Repeat the whole listing exactly as written.

(Data to use begins)

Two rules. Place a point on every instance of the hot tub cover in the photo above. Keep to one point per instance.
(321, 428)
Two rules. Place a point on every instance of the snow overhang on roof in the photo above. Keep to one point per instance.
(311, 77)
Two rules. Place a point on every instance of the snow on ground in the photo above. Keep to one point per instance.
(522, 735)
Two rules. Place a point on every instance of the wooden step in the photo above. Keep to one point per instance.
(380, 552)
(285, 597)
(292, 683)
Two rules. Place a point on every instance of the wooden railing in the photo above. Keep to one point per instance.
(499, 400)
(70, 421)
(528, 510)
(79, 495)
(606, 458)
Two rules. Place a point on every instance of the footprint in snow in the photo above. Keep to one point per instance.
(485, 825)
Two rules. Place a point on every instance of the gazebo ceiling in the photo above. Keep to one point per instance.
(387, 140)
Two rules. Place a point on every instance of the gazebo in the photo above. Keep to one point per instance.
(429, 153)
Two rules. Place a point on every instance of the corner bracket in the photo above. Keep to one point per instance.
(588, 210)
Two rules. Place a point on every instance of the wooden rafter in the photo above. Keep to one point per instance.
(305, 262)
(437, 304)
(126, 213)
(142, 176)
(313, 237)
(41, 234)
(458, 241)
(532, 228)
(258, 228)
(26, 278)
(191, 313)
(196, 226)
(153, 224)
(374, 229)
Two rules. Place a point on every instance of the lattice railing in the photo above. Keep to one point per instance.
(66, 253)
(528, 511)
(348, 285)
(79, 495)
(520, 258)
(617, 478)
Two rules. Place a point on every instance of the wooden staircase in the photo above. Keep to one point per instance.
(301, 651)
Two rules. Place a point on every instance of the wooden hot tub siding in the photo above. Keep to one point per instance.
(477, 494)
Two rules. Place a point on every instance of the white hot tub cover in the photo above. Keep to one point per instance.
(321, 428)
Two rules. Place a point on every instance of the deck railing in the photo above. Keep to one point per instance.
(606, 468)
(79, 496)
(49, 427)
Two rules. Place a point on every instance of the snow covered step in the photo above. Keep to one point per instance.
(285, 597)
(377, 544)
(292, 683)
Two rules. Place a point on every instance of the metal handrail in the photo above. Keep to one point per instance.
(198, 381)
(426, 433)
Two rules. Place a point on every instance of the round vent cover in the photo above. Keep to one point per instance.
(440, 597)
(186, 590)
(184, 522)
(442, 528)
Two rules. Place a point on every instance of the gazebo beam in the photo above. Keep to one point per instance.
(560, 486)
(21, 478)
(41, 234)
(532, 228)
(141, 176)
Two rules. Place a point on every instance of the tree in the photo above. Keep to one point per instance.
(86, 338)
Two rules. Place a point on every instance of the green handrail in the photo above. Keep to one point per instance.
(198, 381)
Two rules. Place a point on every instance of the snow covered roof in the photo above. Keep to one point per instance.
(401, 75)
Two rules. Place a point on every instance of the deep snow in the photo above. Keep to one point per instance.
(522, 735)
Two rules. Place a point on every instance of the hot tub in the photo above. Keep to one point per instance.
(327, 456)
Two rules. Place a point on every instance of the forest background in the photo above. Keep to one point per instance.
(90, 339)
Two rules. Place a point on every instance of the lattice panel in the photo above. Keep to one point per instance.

(Data to use ends)

**Your solution**
Two rules. Place a point on every instance of the hot tub cover in the photo above. Keep to one point per instance.
(321, 428)
Two rules. Place a point on every instance of the snow overhang on roof in the photo above. Keep to one point per instance.
(311, 77)
Two rules. Place a point on every instance of the snow on ground in the photo above. Keep to one point per instance.
(522, 735)
Two rules. Place a point on every instance of the wooden step in the photo above. Keep to one point per instance.
(380, 552)
(285, 597)
(292, 683)
Two rules. Place a point on every instance of the wooden railing in the photo above. Keep to one point per instance.
(499, 400)
(70, 421)
(528, 510)
(79, 495)
(606, 458)
Two rules. Place a point on every instance of the footprint in snow in the photo above. Keep to one point per instance.
(485, 825)
Two rules. Place a point on every instance of the gazebo ceiling in the photo above. Keep to one point per instance.
(387, 140)
Two rules. Place a point on every instance of the gazebo in the photo above. Keep to one point per instance.
(429, 153)
Two rules. Place a point on every instance of the corner bracket in the photo above. Keep to one point per instance.
(588, 210)
Two rules. Place a point on every instance of the wooden rafter in the photo above. Keep to one point per instance.
(305, 262)
(437, 304)
(126, 213)
(142, 176)
(313, 237)
(41, 234)
(458, 241)
(532, 228)
(258, 228)
(26, 278)
(191, 313)
(196, 226)
(153, 224)
(374, 229)
Two rules. Place a point on every instance of the lattice railing in the photo above. Keep to one point per instance.
(66, 253)
(528, 511)
(348, 285)
(79, 495)
(520, 258)
(617, 478)
Two rules. Place a point on every instance of the wooden staircase in the photo above. Keep to one point per instance.
(301, 651)
Two rules. Place a point on every instance of the wooden hot tub siding in the photo above. Keep to one point per instance.
(477, 494)
Two rules. Place a point on every instance of the white hot tub cover in the photo above. Keep to one point per instance.
(321, 428)
Two rules. Place a point on every instance of the deck railing in the photo above. Keep to one point per instance.
(606, 468)
(79, 496)
(49, 427)
Two rules. Place a point on every instance of the snow covered step in the photo above. Keep to one point per instance.
(285, 597)
(377, 544)
(292, 683)
Two rules. Place a point on every instance of the metal handrail in the photo above. Keep to one point per instance.
(198, 381)
(426, 433)
Two rules. Place a point on every instance of the round vent cover in the photo above. Keep to one point per instance.
(440, 597)
(186, 590)
(184, 522)
(442, 528)
Two rules. Place a point on every instance of the gazebo beam in the photo above. Keep to one point per instance.
(560, 486)
(21, 478)
(41, 234)
(532, 228)
(141, 176)
Two rules. Place a point on every instance of the tree in the photo above. Keep to one point per instance.
(86, 338)
Two rules. Place a point on every instance of the green handrail in the photo above. Keep to one point per instance.
(198, 381)
Two rules. Place a point on every instance of the snow covered roof in the photo above. Keep to one point per instance.
(401, 75)
Two rules. Place a point on every instance of the deep snow in the photo above. Keep to one point per instance.
(522, 735)
Two rules. Place a point on every instance of the hot tub in the photo above. Keep to one point per instance.
(327, 456)
Two rules. Place a point on every instance of the forest background in the photo above. Keep to one point per instance.
(90, 339)
Two rules. Place a point on every instance of the lattice panel in the photo above. Keep to one point per instance.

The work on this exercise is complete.